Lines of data
— START —

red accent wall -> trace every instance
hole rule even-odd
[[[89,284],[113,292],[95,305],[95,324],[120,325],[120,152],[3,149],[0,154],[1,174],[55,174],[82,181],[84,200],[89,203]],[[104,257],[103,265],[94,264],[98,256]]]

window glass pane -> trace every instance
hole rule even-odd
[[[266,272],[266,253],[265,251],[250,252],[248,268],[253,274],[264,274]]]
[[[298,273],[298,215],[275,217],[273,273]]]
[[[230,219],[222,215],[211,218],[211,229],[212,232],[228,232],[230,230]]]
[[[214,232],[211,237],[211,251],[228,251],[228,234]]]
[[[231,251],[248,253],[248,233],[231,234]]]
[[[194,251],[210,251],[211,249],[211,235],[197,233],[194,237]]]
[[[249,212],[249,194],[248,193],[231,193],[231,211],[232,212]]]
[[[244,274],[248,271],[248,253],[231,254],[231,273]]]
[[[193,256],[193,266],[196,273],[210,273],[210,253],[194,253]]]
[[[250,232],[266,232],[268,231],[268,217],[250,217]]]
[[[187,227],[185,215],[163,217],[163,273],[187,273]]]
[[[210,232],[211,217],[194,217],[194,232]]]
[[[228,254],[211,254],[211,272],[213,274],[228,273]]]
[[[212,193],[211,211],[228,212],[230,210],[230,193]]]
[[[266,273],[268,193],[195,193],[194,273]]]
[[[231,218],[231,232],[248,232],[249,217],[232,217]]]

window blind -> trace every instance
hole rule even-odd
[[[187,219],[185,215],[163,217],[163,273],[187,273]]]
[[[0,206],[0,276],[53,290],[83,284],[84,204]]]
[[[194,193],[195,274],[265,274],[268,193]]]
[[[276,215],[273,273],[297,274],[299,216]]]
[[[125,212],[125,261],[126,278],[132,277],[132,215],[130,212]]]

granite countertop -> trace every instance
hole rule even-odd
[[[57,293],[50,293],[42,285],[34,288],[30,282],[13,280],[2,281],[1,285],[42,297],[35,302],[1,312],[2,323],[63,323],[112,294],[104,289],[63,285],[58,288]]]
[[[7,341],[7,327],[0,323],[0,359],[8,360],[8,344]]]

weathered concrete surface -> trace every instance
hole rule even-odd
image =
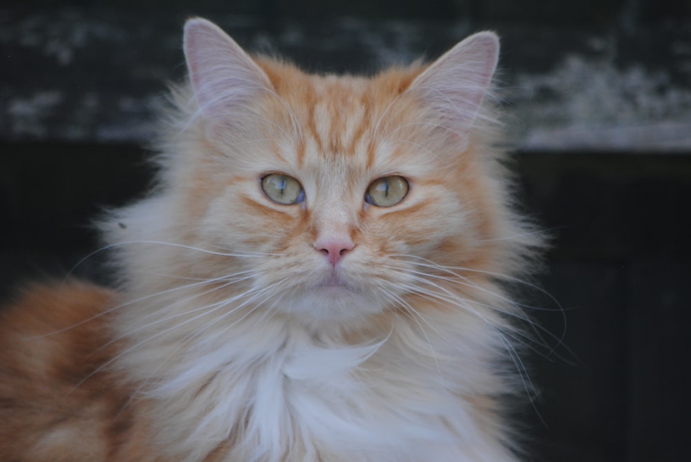
[[[310,70],[375,70],[434,57],[469,23],[212,18],[242,45]],[[0,141],[146,142],[182,77],[183,17],[0,10]],[[501,93],[520,149],[691,152],[691,30],[495,26]]]

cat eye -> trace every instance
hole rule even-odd
[[[403,177],[382,177],[367,189],[365,201],[378,207],[390,207],[403,200],[408,189],[410,185]]]
[[[269,173],[262,177],[261,189],[266,197],[277,204],[292,205],[305,200],[299,182],[282,173]]]

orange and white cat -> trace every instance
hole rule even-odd
[[[518,460],[505,283],[539,240],[483,102],[498,52],[315,75],[189,21],[158,186],[101,224],[117,288],[0,312],[0,459]]]

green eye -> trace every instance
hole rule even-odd
[[[408,189],[408,181],[403,177],[382,177],[367,189],[365,201],[378,207],[390,207],[403,200]]]
[[[266,197],[277,204],[292,205],[305,200],[305,191],[297,180],[282,173],[269,173],[261,179]]]

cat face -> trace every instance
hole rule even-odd
[[[486,269],[498,218],[477,126],[497,47],[480,34],[428,67],[318,76],[189,21],[192,135],[169,193],[187,244],[236,256],[191,267],[249,275],[253,303],[327,323],[424,299],[451,267]]]

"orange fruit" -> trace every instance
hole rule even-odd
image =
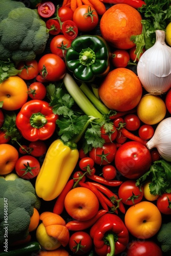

— END —

Reproduce only the lines of the entries from the line containing "window blind -> trace every instance" through the line containing "[[[125,212],[125,261],[126,278],[132,277],[132,215],[130,212]]]", substituting "nonzero" for "even-odd" and leaving everything else unchanged.

* **Finished answer**:
window blind -> trace every instance
hole rule nonzero
[[[187,219],[185,215],[163,217],[163,273],[187,273]]]
[[[0,206],[0,276],[53,290],[83,284],[84,204]]]
[[[194,193],[195,274],[265,274],[268,193]]]
[[[276,215],[273,273],[297,274],[299,216]]]
[[[125,212],[125,261],[126,278],[132,277],[132,215],[130,212]]]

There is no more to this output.